Texto fornecido:
- - -
Opinião

A imparável megalomania cultural de Leiria

16 mai 2022 16:00

O dinheiro faz silenciar muitas bocas

O desenvolvimento das sociedades assenta, substancialmente, nas dinâmicas inovadoras que são introduzidas no sistema produtivo.

Portanto, apresenta-se de fundamental importância a estreita relação entre a ciência (o conhecimento científico) e a tecnologia (a ciência aplicada).

Este é um dos principais motores de desenvolvimento dos territórios.

Temos como exemplo o cluster aeronáutico em Ponte de Sor, um pequeno município alentejano com cerca de 15 mil habitantes, cuja autarquia, desde 2017, já conseguiu atrair 36 milhões de euros de investimento (Expresso, 14/4/22).

Em termos constitucionais (Artigo 235.º), as autarquias locais devem visar a prossecução de interesses das suas populações.

Ou seja, um presidente de Câmara deve ser capaz de pensar e executar políticas públicas que promovam a equidade e a coesão territorial e, tanto quanto possível, estabelecer uma governança multinível (o poder local em cooperação com os vários actores locais, nacionais e internacionais).
- - -
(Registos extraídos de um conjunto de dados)
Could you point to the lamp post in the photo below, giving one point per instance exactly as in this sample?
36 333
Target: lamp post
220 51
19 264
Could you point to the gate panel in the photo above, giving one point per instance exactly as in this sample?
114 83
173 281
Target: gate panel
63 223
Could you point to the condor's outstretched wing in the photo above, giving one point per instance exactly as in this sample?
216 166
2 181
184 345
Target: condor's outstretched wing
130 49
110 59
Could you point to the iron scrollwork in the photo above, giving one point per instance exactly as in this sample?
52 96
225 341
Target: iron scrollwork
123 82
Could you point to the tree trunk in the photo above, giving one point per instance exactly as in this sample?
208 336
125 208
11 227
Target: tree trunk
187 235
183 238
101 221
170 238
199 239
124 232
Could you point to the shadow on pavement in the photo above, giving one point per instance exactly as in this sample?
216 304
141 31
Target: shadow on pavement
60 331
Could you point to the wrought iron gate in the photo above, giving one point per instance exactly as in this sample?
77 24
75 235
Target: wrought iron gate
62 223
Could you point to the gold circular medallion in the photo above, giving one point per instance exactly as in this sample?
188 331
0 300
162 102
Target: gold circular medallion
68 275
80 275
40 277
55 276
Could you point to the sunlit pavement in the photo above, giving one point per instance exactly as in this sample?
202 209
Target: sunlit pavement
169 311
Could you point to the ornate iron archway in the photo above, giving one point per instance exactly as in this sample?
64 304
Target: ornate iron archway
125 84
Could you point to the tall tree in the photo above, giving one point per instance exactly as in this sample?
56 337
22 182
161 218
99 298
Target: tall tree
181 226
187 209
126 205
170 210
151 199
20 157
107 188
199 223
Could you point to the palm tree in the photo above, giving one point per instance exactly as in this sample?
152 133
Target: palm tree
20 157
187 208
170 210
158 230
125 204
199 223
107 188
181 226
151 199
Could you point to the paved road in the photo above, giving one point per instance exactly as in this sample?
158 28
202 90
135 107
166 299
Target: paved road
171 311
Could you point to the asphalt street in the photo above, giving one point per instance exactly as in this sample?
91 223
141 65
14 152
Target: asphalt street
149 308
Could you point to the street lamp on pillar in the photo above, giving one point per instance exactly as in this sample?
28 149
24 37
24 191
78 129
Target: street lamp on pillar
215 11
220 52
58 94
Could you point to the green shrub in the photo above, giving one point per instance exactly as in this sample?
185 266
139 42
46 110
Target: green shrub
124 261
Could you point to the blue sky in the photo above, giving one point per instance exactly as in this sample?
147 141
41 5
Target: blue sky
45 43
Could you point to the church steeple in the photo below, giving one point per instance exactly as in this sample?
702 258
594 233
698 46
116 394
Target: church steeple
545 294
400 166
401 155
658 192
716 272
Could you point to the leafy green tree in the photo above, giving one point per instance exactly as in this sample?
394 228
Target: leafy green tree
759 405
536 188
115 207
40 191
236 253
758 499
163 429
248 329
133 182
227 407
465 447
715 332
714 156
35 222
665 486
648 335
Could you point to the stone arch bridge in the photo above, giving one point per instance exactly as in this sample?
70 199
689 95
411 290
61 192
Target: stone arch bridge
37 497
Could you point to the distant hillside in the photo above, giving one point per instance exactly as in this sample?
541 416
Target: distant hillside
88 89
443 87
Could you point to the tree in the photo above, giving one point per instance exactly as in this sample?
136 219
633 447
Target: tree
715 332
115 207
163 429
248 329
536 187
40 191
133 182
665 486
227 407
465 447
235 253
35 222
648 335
- - -
Tarefas a realizar:
A - Responda a cada pergunta com base no artigo de opinião, usando a mesma marcação nas respostas.
(i) Segundo o artigo de opinião, quantos habitantes tem, aproximadamente, Ponte de Sor?
(ii) Que artigo da Constituição é citado sobre as autarquias locais?
(iii) Como é definida a tecnologia, entre parênteses, no artigo de opinião?
B - Transcreva integralmente o trecho do artigo de opinião que começa nas palavras "Este é um dos" e termina depois de "das suas populações.".

Respostas às tarefas:
A -
(i) Cerca de 15 mil habitantes.
(ii) O Artigo 235.º.
(iii) Como "a ciência aplicada".

B -
Este é um dos principais motores de desenvolvimento dos territórios.

Temos como exemplo o cluster aeronáutico em Ponte de Sor, um pequeno município alentejano com cerca de 15 mil habitantes, cuja autarquia, desde 2017, já conseguiu atrair 36 milhões de euros de investimento (Expresso, 14/4/22).

Em termos constitucionais (Artigo 235.º), as autarquias locais devem visar a prossecução de interesses das suas populações.